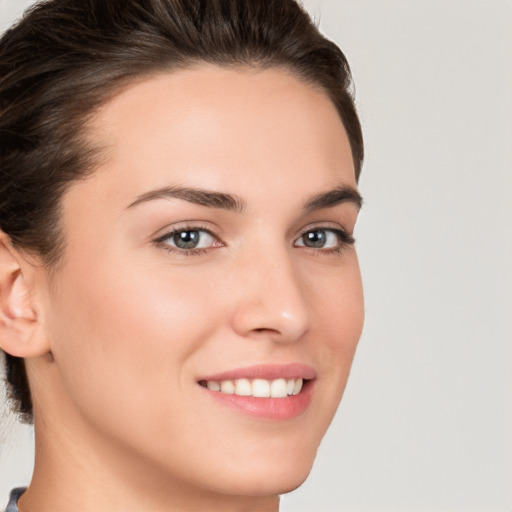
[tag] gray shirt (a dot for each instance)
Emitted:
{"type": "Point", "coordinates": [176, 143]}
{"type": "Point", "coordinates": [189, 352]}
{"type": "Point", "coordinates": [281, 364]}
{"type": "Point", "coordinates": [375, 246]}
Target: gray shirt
{"type": "Point", "coordinates": [12, 506]}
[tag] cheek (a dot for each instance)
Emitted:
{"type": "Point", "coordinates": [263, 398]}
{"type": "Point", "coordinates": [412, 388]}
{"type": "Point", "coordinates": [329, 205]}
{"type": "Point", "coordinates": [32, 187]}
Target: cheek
{"type": "Point", "coordinates": [122, 335]}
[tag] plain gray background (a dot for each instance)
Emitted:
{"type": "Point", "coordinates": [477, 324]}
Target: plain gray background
{"type": "Point", "coordinates": [426, 421]}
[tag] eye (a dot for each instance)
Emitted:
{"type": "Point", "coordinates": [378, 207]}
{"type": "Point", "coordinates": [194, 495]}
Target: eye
{"type": "Point", "coordinates": [189, 239]}
{"type": "Point", "coordinates": [324, 238]}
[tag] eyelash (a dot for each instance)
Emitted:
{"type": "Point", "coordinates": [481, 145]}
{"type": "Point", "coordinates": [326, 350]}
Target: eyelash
{"type": "Point", "coordinates": [344, 238]}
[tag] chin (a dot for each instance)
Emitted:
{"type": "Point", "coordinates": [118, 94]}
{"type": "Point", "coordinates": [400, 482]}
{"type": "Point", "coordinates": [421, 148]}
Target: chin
{"type": "Point", "coordinates": [277, 477]}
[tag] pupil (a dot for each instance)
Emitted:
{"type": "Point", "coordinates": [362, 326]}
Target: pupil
{"type": "Point", "coordinates": [186, 239]}
{"type": "Point", "coordinates": [314, 238]}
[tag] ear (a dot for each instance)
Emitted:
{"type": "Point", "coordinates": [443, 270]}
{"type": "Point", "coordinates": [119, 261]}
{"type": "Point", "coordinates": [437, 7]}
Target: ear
{"type": "Point", "coordinates": [21, 330]}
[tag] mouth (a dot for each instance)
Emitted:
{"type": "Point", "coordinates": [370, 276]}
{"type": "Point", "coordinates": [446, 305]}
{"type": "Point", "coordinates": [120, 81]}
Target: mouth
{"type": "Point", "coordinates": [258, 388]}
{"type": "Point", "coordinates": [276, 392]}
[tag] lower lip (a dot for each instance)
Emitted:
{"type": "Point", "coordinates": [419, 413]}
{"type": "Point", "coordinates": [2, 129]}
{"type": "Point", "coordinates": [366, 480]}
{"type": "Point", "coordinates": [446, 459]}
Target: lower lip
{"type": "Point", "coordinates": [284, 408]}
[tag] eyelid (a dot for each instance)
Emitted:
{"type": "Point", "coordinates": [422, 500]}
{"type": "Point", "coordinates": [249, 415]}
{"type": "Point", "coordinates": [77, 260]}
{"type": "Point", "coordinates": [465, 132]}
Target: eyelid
{"type": "Point", "coordinates": [345, 237]}
{"type": "Point", "coordinates": [170, 231]}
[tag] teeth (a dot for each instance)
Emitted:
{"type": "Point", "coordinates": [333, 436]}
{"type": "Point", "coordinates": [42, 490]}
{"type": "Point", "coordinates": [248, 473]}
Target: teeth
{"type": "Point", "coordinates": [227, 386]}
{"type": "Point", "coordinates": [243, 387]}
{"type": "Point", "coordinates": [261, 388]}
{"type": "Point", "coordinates": [278, 388]}
{"type": "Point", "coordinates": [212, 385]}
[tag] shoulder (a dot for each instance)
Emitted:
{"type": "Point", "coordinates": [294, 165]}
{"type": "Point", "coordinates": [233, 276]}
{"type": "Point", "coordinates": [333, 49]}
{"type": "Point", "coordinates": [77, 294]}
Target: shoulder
{"type": "Point", "coordinates": [12, 506]}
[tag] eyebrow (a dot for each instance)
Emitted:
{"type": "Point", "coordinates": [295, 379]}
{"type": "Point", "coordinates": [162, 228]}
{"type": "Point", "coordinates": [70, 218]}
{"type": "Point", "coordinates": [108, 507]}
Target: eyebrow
{"type": "Point", "coordinates": [231, 202]}
{"type": "Point", "coordinates": [203, 197]}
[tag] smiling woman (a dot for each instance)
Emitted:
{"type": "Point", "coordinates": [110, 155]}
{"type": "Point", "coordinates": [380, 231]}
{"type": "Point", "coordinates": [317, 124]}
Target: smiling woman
{"type": "Point", "coordinates": [181, 297]}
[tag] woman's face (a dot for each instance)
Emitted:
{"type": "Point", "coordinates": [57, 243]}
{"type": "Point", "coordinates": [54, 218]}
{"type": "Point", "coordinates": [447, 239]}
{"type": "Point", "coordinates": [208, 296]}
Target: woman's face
{"type": "Point", "coordinates": [211, 248]}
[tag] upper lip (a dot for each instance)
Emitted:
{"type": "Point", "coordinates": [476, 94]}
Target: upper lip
{"type": "Point", "coordinates": [266, 371]}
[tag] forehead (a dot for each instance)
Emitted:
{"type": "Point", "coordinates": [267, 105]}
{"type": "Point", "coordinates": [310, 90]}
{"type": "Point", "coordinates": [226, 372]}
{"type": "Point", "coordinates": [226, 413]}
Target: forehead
{"type": "Point", "coordinates": [221, 128]}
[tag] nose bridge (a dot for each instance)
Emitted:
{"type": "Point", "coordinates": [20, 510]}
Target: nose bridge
{"type": "Point", "coordinates": [272, 299]}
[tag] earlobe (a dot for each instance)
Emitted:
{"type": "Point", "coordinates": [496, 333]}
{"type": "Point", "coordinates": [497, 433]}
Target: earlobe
{"type": "Point", "coordinates": [21, 332]}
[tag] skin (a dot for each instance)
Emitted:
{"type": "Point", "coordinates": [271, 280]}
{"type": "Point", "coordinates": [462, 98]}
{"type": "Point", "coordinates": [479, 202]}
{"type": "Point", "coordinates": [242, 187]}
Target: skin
{"type": "Point", "coordinates": [118, 335]}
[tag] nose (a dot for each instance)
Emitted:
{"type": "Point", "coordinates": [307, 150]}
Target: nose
{"type": "Point", "coordinates": [272, 302]}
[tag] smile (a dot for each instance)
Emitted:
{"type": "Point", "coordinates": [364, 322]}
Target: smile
{"type": "Point", "coordinates": [260, 388]}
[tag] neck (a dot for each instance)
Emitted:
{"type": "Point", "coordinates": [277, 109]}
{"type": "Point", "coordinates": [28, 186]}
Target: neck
{"type": "Point", "coordinates": [100, 475]}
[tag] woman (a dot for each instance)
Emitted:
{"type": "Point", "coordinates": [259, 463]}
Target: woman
{"type": "Point", "coordinates": [181, 298]}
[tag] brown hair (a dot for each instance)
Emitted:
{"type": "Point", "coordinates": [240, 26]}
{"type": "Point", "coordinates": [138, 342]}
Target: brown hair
{"type": "Point", "coordinates": [65, 58]}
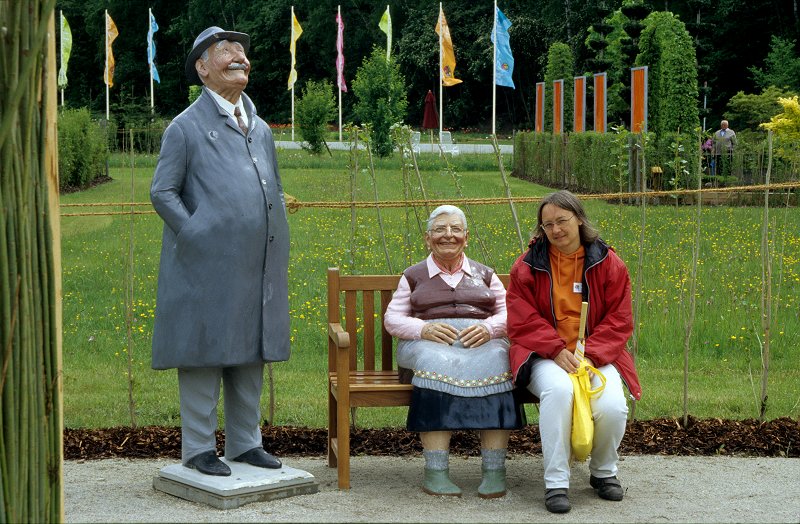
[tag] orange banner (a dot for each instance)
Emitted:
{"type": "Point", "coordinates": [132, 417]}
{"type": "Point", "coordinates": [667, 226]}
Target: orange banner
····················
» Task details
Pictures in the records must not appear in the copy; transcribe everything else precisely.

» Finished task
[tag] gray shirt (a dot for each instance)
Emitted:
{"type": "Point", "coordinates": [176, 143]}
{"type": "Point", "coordinates": [189, 352]}
{"type": "Point", "coordinates": [281, 364]}
{"type": "Point", "coordinates": [375, 246]}
Target: gray shirt
{"type": "Point", "coordinates": [12, 506]}
[tag] cheek (a dot for each instance)
Emitted:
{"type": "Point", "coordinates": [263, 398]}
{"type": "Point", "coordinates": [412, 388]}
{"type": "Point", "coordinates": [329, 205]}
{"type": "Point", "coordinates": [32, 187]}
Target: cheek
{"type": "Point", "coordinates": [122, 335]}
[tag] plain gray background (a dot for each instance)
Emitted:
{"type": "Point", "coordinates": [477, 324]}
Target: plain gray background
{"type": "Point", "coordinates": [426, 421]}
[tag] eye (a dot for each instance)
Emitted:
{"type": "Point", "coordinates": [378, 207]}
{"type": "Point", "coordinates": [194, 495]}
Target: eye
{"type": "Point", "coordinates": [189, 239]}
{"type": "Point", "coordinates": [324, 238]}
[tag] eyelash (a dot for each instance)
Emitted:
{"type": "Point", "coordinates": [481, 145]}
{"type": "Point", "coordinates": [326, 350]}
Target: eyelash
{"type": "Point", "coordinates": [344, 238]}
[tag] chin (a dot for each instance)
Emitted:
{"type": "Point", "coordinates": [118, 94]}
{"type": "Point", "coordinates": [400, 482]}
{"type": "Point", "coordinates": [421, 148]}
Target: chin
{"type": "Point", "coordinates": [277, 477]}
[tag] pupil (a dot for each instance)
Emitted:
{"type": "Point", "coordinates": [362, 326]}
Target: pupil
{"type": "Point", "coordinates": [186, 239]}
{"type": "Point", "coordinates": [314, 238]}
[tag] ear (a dot for each instance)
Emitted:
{"type": "Point", "coordinates": [443, 270]}
{"type": "Point", "coordinates": [119, 261]}
{"type": "Point", "coordinates": [437, 7]}
Target: ear
{"type": "Point", "coordinates": [21, 330]}
[tag] mouth (a dot for each instance)
Emitted:
{"type": "Point", "coordinates": [370, 276]}
{"type": "Point", "coordinates": [446, 305]}
{"type": "Point", "coordinates": [120, 81]}
Target: mouth
{"type": "Point", "coordinates": [258, 388]}
{"type": "Point", "coordinates": [276, 392]}
[tag] lower lip (a dot for each instance)
Emitted:
{"type": "Point", "coordinates": [419, 413]}
{"type": "Point", "coordinates": [2, 129]}
{"type": "Point", "coordinates": [366, 480]}
{"type": "Point", "coordinates": [446, 459]}
Target: lower lip
{"type": "Point", "coordinates": [284, 408]}
[tag] eyelid (a dot for each instance)
Emitted:
{"type": "Point", "coordinates": [422, 500]}
{"type": "Point", "coordinates": [249, 415]}
{"type": "Point", "coordinates": [77, 260]}
{"type": "Point", "coordinates": [465, 132]}
Target: eyelid
{"type": "Point", "coordinates": [345, 237]}
{"type": "Point", "coordinates": [170, 231]}
[tag] teeth (a dot for each instance)
Emitted:
{"type": "Point", "coordinates": [333, 436]}
{"type": "Point", "coordinates": [42, 490]}
{"type": "Point", "coordinates": [248, 473]}
Target: teeth
{"type": "Point", "coordinates": [227, 386]}
{"type": "Point", "coordinates": [243, 387]}
{"type": "Point", "coordinates": [261, 388]}
{"type": "Point", "coordinates": [278, 388]}
{"type": "Point", "coordinates": [212, 385]}
[tag] shoulder (a dot for each instance)
Emitted:
{"type": "Point", "coordinates": [294, 165]}
{"type": "Point", "coordinates": [233, 276]}
{"type": "Point", "coordinates": [333, 49]}
{"type": "Point", "coordinates": [77, 294]}
Target: shoulder
{"type": "Point", "coordinates": [12, 506]}
[tag] eyebrow (a dot for each instance)
Emitted:
{"type": "Point", "coordinates": [295, 379]}
{"type": "Point", "coordinates": [162, 228]}
{"type": "Point", "coordinates": [70, 218]}
{"type": "Point", "coordinates": [108, 507]}
Target: eyebrow
{"type": "Point", "coordinates": [231, 202]}
{"type": "Point", "coordinates": [203, 197]}
[tag] smiling woman (a dot for each instance)
Emitted:
{"type": "Point", "coordinates": [110, 155]}
{"type": "Point", "coordinates": [380, 231]}
{"type": "Point", "coordinates": [317, 124]}
Target: smiling woman
{"type": "Point", "coordinates": [181, 297]}
[tag] woman's face (a dot for each instance)
Emitted:
{"type": "Point", "coordinates": [57, 243]}
{"type": "Point", "coordinates": [54, 218]}
{"type": "Point", "coordinates": [447, 239]}
{"type": "Point", "coordinates": [208, 296]}
Target: woman's face
{"type": "Point", "coordinates": [211, 248]}
[tag] upper lip (a dot for each instance)
Emitted:
{"type": "Point", "coordinates": [476, 94]}
Target: upper lip
{"type": "Point", "coordinates": [266, 371]}
[tag] forehead (a dot for each instance)
Emitted:
{"type": "Point", "coordinates": [267, 105]}
{"type": "Point", "coordinates": [310, 90]}
{"type": "Point", "coordinates": [226, 372]}
{"type": "Point", "coordinates": [226, 413]}
Target: forehead
{"type": "Point", "coordinates": [221, 128]}
[tag] nose bridge (a dot for each instance)
Emitted:
{"type": "Point", "coordinates": [20, 510]}
Target: nose bridge
{"type": "Point", "coordinates": [272, 299]}
[tag] earlobe (a dot for each instance)
Emitted:
{"type": "Point", "coordinates": [496, 333]}
{"type": "Point", "coordinates": [497, 433]}
Target: earlobe
{"type": "Point", "coordinates": [21, 332]}
[tag] skin (a dot for each instance)
Emitted:
{"type": "Point", "coordinates": [271, 280]}
{"type": "Point", "coordinates": [462, 98]}
{"type": "Point", "coordinates": [479, 202]}
{"type": "Point", "coordinates": [242, 187]}
Target: skin
{"type": "Point", "coordinates": [118, 335]}
[tag] nose (a dot for each instance)
Emitted:
{"type": "Point", "coordinates": [307, 150]}
Target: nose
{"type": "Point", "coordinates": [272, 302]}
[tag] smile (a dot for each instance)
Emitted:
{"type": "Point", "coordinates": [364, 322]}
Target: smile
{"type": "Point", "coordinates": [260, 388]}
[tag] neck (a dot for each instance)
Emitted:
{"type": "Point", "coordinates": [277, 109]}
{"type": "Point", "coordinates": [28, 186]}
Target: neck
{"type": "Point", "coordinates": [100, 475]}
[tag] woman (a dot for each instance)
Emitted:
{"type": "Point", "coordinates": [259, 463]}
Target: woman
{"type": "Point", "coordinates": [181, 298]}
[tag] brown hair (a dot for each instance)
Emitted:
{"type": "Point", "coordinates": [240, 26]}
{"type": "Point", "coordinates": [138, 342]}
Target: brown hair
{"type": "Point", "coordinates": [65, 58]}
[tag] orange banner (a dot for each instance)
Emitted:
{"type": "Point", "coordinates": [132, 417]}
{"type": "Point", "coordinates": [667, 226]}
Target: orange banner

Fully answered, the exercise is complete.